◆ **BRIEF**
Your job with the data below is to output exactly the lines from the one holding "Point out every chain-link" down to the one holding "Point out every car roof", both included, and no others.

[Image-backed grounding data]
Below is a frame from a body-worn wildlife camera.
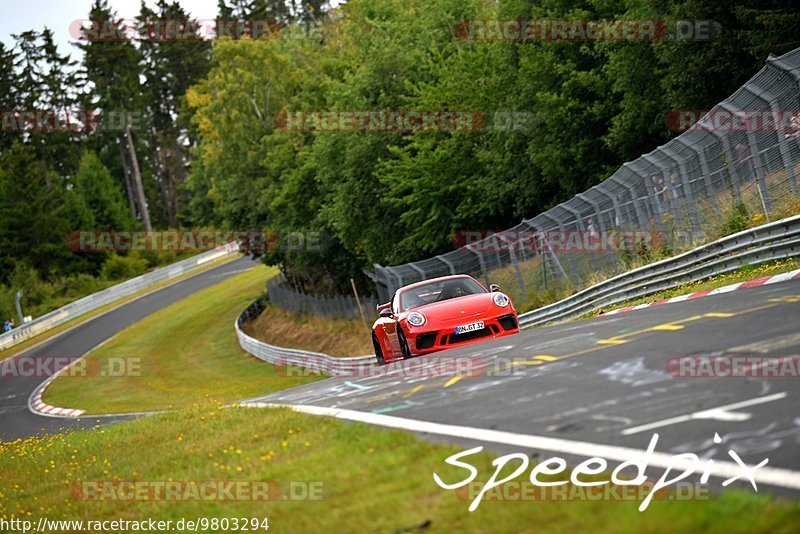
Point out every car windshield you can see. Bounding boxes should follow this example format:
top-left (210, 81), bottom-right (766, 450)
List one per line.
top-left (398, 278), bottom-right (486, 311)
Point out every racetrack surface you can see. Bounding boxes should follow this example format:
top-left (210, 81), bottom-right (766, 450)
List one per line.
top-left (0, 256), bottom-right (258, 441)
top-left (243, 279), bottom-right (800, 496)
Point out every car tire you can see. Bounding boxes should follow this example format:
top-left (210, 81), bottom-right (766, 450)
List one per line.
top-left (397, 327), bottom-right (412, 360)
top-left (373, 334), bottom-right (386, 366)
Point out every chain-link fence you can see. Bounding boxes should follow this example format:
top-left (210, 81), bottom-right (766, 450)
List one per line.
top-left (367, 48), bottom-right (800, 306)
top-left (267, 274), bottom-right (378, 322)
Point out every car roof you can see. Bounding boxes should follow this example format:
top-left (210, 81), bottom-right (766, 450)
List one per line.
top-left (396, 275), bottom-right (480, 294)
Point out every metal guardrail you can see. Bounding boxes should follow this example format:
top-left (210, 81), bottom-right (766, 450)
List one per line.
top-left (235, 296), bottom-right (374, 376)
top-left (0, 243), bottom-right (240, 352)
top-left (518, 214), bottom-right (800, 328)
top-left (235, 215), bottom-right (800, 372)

--

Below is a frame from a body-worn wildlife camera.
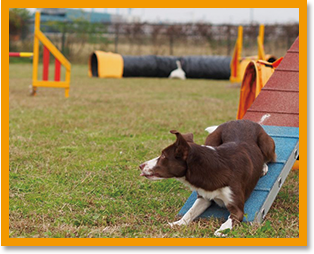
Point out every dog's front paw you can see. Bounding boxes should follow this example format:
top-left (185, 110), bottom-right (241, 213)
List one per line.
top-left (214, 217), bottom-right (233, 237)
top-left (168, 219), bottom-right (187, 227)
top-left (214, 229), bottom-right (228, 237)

◆ **ANSWER SECTION**
Point out every chain-link fence you can see. Bounding boxes should follow this example format:
top-left (210, 81), bottom-right (766, 450)
List one per line.
top-left (367, 48), bottom-right (800, 306)
top-left (267, 274), bottom-right (378, 322)
Point out every car roof you can see. Bounding boxes should follow this example format:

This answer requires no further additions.